• _VOTRE CONSIGNE_
Réécrivez, s'il vous plaît, le passage de l'extrait sur la fin de vie des malades pulmonaires allant de "UN DÉCÈS SUR" à "maladies pulmonaires chroniques.", en remplaçant "soins intensifs" par "réanimation".

• _EXTRAIT DU TEXTE_
____________

UN DÉCÈS SUR TROIS environ est imputable à une grande maladie pulmonaire, Bpco et cancer du poumon en tête (mais aussi infections respiratoires et pathologies neuro-musculaires). Or rares sont les données disponibles sur la façon dont sont prises les décisions pour les patients en fin de vie dans les services de soins intensifs spécialisés. Si l'on possède des informations sur les patients hospitalisés pour des affections pulmonaires aiguës, on n'en dispose pas, en effet, sur les malades en phase terminale de maladies pulmonaires chroniques.
C'est ce qui a poussé la Société européenne de pneumologie (ERS, European Respiratory Society) à former un groupe de travail (Task Force) sur l'éthique et les prises de décision pour les patients en fin de vie. Dirigé par Stefano Nava (fondation Maugeri, à l'institut scientifique de Pavie, en Italie) et Anita Simonds, du Brompton Hospital à Londres, le groupe livre ses résultats dans le « Journal européen de pneumologie » de juillet.

____________

• _DONNÉES_

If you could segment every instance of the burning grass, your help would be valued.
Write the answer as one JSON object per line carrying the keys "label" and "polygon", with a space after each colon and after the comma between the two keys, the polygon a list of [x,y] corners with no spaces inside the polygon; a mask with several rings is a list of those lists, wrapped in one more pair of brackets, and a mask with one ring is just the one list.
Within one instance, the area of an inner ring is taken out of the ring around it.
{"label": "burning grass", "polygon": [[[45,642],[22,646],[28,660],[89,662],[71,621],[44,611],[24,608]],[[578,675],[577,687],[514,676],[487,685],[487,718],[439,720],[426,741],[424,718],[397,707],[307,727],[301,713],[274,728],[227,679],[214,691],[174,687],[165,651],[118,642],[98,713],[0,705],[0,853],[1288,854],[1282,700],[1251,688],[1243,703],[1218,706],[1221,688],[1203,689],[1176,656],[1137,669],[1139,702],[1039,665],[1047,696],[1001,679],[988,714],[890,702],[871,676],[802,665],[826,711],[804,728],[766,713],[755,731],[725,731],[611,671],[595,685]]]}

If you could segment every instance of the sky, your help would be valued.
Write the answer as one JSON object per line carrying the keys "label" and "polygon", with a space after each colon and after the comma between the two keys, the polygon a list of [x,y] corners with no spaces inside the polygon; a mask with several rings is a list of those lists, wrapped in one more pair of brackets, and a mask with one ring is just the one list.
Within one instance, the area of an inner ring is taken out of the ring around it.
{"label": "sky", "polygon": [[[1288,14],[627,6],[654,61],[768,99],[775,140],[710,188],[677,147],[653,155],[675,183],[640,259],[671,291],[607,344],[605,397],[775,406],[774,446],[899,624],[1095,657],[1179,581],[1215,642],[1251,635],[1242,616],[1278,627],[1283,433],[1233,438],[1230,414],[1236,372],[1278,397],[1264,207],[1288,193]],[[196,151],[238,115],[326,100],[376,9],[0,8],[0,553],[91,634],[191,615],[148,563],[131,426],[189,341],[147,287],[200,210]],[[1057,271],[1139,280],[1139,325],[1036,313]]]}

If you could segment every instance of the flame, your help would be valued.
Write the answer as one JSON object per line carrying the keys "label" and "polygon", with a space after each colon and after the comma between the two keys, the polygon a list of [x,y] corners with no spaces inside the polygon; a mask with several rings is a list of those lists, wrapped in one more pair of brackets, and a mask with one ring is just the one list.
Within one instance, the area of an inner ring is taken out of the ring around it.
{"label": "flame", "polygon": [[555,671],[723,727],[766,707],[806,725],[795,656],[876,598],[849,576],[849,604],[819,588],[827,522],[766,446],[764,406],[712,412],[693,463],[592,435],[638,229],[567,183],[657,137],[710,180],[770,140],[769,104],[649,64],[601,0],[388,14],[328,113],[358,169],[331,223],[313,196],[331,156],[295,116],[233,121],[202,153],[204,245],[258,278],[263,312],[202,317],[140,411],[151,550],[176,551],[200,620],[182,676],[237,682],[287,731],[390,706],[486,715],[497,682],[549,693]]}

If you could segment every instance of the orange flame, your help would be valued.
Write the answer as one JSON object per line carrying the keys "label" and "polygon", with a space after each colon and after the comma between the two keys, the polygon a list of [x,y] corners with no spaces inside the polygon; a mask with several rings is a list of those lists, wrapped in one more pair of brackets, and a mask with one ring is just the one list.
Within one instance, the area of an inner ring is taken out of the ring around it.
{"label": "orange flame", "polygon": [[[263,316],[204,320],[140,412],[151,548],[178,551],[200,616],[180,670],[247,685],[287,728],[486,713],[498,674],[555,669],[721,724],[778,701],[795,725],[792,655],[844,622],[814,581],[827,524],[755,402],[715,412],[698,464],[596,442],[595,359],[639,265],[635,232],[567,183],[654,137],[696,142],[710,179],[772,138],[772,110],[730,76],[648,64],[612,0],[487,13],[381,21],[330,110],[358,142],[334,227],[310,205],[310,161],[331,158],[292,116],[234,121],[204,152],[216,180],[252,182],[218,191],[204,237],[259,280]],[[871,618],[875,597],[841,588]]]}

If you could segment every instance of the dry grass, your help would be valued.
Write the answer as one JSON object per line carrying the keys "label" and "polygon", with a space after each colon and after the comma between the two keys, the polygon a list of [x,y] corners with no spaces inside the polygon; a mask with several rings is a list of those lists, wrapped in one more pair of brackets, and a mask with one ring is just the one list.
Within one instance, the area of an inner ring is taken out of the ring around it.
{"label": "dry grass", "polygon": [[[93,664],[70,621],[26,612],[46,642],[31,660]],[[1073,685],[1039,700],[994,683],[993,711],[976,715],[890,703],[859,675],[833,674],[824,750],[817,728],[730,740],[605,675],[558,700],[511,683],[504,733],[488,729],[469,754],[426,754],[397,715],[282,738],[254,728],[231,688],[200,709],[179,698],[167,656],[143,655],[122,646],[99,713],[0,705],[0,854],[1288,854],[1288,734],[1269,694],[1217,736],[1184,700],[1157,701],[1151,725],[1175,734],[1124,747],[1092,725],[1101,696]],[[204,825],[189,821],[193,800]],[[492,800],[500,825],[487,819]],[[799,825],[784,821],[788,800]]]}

____________

• _ZONE DE RÉPONSE_
UN DÉCÈS SUR TROIS environ est imputable à une grande maladie pulmonaire, Bpco et cancer du poumon en tête (mais aussi infections respiratoires et pathologies neuro-musculaires). Or rares sont les données disponibles sur la façon dont sont prises les décisions pour les patients en fin de vie dans les services de réanimation spécialisés. Si l'on possède des informations sur les patients hospitalisés pour des affections pulmonaires aiguës, on n'en dispose pas, en effet, sur les malades en phase terminale de maladies pulmonaires chroniques.